The entries below should be quoted exactly, with no pictures carried over.

--- begin Task material ---

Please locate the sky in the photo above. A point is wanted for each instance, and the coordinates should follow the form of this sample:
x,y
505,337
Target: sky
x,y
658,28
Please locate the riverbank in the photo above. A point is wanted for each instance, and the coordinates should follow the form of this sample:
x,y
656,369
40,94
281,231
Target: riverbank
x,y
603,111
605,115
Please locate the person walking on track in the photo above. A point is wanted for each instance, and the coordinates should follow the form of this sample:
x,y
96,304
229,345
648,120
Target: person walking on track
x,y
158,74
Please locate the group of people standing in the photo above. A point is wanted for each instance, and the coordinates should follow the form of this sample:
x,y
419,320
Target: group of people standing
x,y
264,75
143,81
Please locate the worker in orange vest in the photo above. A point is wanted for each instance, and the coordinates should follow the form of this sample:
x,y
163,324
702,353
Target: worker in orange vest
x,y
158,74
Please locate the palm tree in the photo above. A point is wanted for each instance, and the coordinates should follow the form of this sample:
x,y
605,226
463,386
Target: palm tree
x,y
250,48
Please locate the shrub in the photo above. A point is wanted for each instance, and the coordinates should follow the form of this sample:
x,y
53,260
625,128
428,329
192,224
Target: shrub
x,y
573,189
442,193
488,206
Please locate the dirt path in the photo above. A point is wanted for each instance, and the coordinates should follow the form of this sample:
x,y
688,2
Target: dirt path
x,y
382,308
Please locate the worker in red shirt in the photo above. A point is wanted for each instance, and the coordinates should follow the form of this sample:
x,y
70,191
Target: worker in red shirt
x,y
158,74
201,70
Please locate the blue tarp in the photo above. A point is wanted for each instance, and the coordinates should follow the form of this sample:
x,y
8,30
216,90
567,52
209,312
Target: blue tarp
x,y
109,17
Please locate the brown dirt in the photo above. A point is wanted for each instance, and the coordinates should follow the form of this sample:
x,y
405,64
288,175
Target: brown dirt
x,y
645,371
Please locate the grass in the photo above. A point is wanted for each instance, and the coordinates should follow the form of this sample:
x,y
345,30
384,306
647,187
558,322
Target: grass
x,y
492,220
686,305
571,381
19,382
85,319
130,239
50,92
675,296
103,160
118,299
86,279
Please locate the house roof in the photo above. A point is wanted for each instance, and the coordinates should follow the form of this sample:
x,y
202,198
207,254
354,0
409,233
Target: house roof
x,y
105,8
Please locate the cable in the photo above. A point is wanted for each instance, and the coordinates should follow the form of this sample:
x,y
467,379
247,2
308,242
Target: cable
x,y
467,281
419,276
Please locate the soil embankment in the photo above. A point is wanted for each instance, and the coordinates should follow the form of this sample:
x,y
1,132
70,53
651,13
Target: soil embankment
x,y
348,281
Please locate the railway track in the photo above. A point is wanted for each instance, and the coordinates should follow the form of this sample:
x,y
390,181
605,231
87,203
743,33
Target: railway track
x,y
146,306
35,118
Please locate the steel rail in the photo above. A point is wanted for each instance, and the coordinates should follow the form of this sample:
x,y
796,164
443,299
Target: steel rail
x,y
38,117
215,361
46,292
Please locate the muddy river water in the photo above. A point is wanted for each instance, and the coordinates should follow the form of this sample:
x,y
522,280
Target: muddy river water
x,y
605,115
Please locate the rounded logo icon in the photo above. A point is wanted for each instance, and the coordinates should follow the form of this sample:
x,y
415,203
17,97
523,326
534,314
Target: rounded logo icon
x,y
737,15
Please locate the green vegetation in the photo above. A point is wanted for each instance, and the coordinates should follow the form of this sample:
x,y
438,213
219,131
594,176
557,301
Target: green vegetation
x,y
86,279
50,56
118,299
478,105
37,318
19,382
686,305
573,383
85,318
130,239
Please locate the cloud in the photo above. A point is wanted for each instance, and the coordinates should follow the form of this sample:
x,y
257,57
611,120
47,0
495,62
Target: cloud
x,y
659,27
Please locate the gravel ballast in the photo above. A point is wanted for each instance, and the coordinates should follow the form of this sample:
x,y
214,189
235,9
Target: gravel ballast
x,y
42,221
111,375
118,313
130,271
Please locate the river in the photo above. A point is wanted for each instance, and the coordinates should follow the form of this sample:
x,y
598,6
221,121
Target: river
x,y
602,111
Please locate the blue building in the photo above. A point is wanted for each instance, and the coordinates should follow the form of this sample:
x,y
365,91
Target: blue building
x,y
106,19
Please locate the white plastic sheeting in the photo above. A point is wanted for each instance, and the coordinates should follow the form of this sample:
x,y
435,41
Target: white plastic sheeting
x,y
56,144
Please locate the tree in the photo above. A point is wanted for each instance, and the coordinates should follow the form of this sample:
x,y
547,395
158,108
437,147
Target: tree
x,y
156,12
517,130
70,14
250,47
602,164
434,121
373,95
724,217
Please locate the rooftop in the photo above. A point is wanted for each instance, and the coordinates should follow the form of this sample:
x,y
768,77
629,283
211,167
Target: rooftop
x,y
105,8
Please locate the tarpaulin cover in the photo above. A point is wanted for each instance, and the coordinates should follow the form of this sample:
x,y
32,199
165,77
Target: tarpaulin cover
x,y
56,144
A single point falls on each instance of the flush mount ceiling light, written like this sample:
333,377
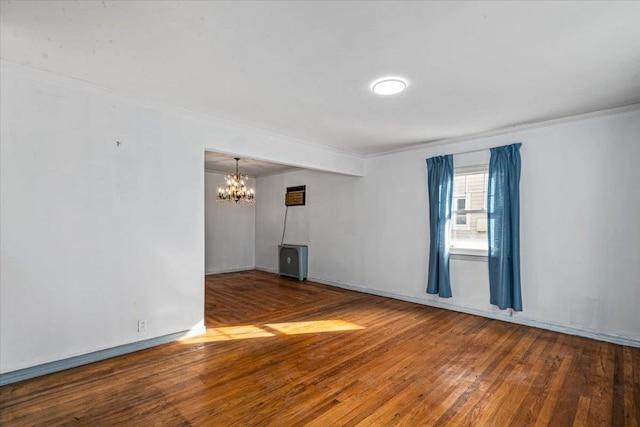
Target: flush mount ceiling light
388,86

--- end Task material ---

◆ Result of the exercise:
Please locate the sky in the photo above. A point is wanted for each instance, and the coordinates should follow the form of this sample:
x,y
505,337
Target: sky
x,y
658,28
Please locate the riverbank in the photo above. A point is wanted for each instance, and the coordinates should follow the form of this sample:
x,y
656,369
40,94
281,231
Target: riverbank
x,y
603,111
605,115
Please locate the person walking on track in the photo above. A point is wanted for each instance, and the coordinates should follow the form of this sample:
x,y
96,304
229,345
648,120
Target: person walking on track
x,y
158,74
Please locate the group of people standing in the photo above. A point is wanted for each instance, and the coordinates should follow the form of this sample:
x,y
419,320
Target: group of people standing
x,y
264,75
143,81
Please locate the worker in orange vest in the photo above. A point is wanted for each instance, and the coordinates should follow the form of this sample:
x,y
163,324
702,353
Target: worker in orange vest
x,y
158,74
Please locate the palm tree in the photo above. A point is wanted for each instance, and the coordinates should follow the form of this sample:
x,y
605,226
463,386
Target: palm tree
x,y
250,48
Please locate the shrub in the photo above. A point is wanted for each instance, and the coordinates should follow the form of this sample:
x,y
53,260
625,128
428,329
192,224
Target: shrub
x,y
573,189
442,193
488,206
Please locate the dirt path in the photo above. A point is wanted for each instance, and the coordinates should follow the form of this sample:
x,y
688,2
Target: dirt path
x,y
382,308
Please locate the worker in red shirt in the photo above. A point is wanted for each instance, and the coordinates should follow the form of this sample:
x,y
70,191
Target: worker in red shirt
x,y
158,74
201,70
Please locate the blue tarp in the photo above. A point is wanted for each instance, and the coordinates should follow the form of this sample:
x,y
8,30
216,90
567,52
209,312
Target: blue tarp
x,y
109,17
Please locate the brown dirt in the photo above. A point is wanted for each instance, and the coordinates should follow the form of this sample:
x,y
405,64
288,175
Target: brown dirt
x,y
645,371
Please locate the grass in the photo above. A point is wanted for each instance, and the coordinates should follow the form of this sample:
x,y
345,30
384,306
647,187
558,322
Target: grass
x,y
492,220
686,305
571,381
19,382
85,319
130,239
50,92
675,296
103,160
118,299
86,279
Please locate the house roof in the photo above. A point is wanted for each instance, and the coordinates should follow the form of this sample:
x,y
202,198
207,254
354,0
409,233
Target: house roof
x,y
105,8
Please locate the cable in the photo above. A point is wanted for each instance, and the coordinates should follow the form of this sample:
x,y
467,379
247,2
308,242
Target: cable
x,y
467,281
419,276
Please locate the soil embankment in the photo above. A point is wanted for each instance, and the coordinates should follow the form of this sample:
x,y
1,132
70,53
651,13
Target: soil embankment
x,y
348,281
Please locate the railway track in the photo above. A point is wanted for each instance, and the coordinates should follow the form of this sample:
x,y
390,181
605,231
87,203
743,33
Target: railway track
x,y
146,306
35,118
Please locate the steel rail in the photo above. A point is wanted for each instance, and the coordinates should follow the form of this sample:
x,y
796,164
443,299
Target: steel rail
x,y
38,117
215,361
46,292
Please locate the muddy river water in the photo above. A point is wanted for each instance, and the coordinates should follow the form of this sample:
x,y
522,280
Target: muddy river water
x,y
605,115
Please locate the rounded logo icon in the photo above. A point is wanted for each instance, and the coordinates should follow the form of this sample:
x,y
415,203
17,97
523,326
534,314
Target: rounded logo icon
x,y
737,15
Please locate the green vegetation in the photo above. A point is wanted for each instance, and the coordinates should follow the form of this sample:
x,y
438,213
219,131
594,176
557,301
Target: green vegetation
x,y
86,279
50,56
118,299
478,105
37,318
19,382
686,305
573,383
85,318
130,239
Please locate the cloud in the photo above. A point is wanted for each instance, and the coordinates should follow the form of this sample:
x,y
257,57
611,120
47,0
495,62
Target: cloud
x,y
659,27
Please locate the gravel ballast in the photo above. A point is wanted for each instance, and the coordinates should follow the form of this sample:
x,y
214,189
235,9
Target: gravel ballast
x,y
42,221
111,375
118,313
130,271
Please locate the river in the photo above. A point is wanted for each instance, and the coordinates should follow the form of this sample:
x,y
598,6
221,121
Target: river
x,y
602,111
Please locate the blue building in the photo above. A point is wanted for each instance, and the coordinates should follow the form of this sample:
x,y
365,91
Target: blue building
x,y
106,19
Please locate the white plastic sheeting in the photo above. A point is wanted for each instance, and the coordinates should follow the form of this sample:
x,y
435,41
Target: white plastic sheeting
x,y
56,144
Please locate the tree in the photo above. A point is wanted for each instance, and the coordinates should follow the form of this sample:
x,y
547,395
158,108
437,147
Target: tree
x,y
156,12
517,130
70,14
250,47
602,164
434,121
373,95
724,217
Please locate the rooftop in the photo above. A point is wanted for each instance, and the coordinates should follow the form of this sample:
x,y
768,77
629,283
211,167
Target: rooftop
x,y
105,8
Please locate the tarpaulin cover in the photo above. A point is wanted for each instance, and the coordinates should follow the form of this sample:
x,y
32,199
165,77
Target: tarpaulin cover
x,y
56,144
A single point falls on each instance of the flush mount ceiling light, written like this sample:
333,377
Target: flush mount ceiling light
388,86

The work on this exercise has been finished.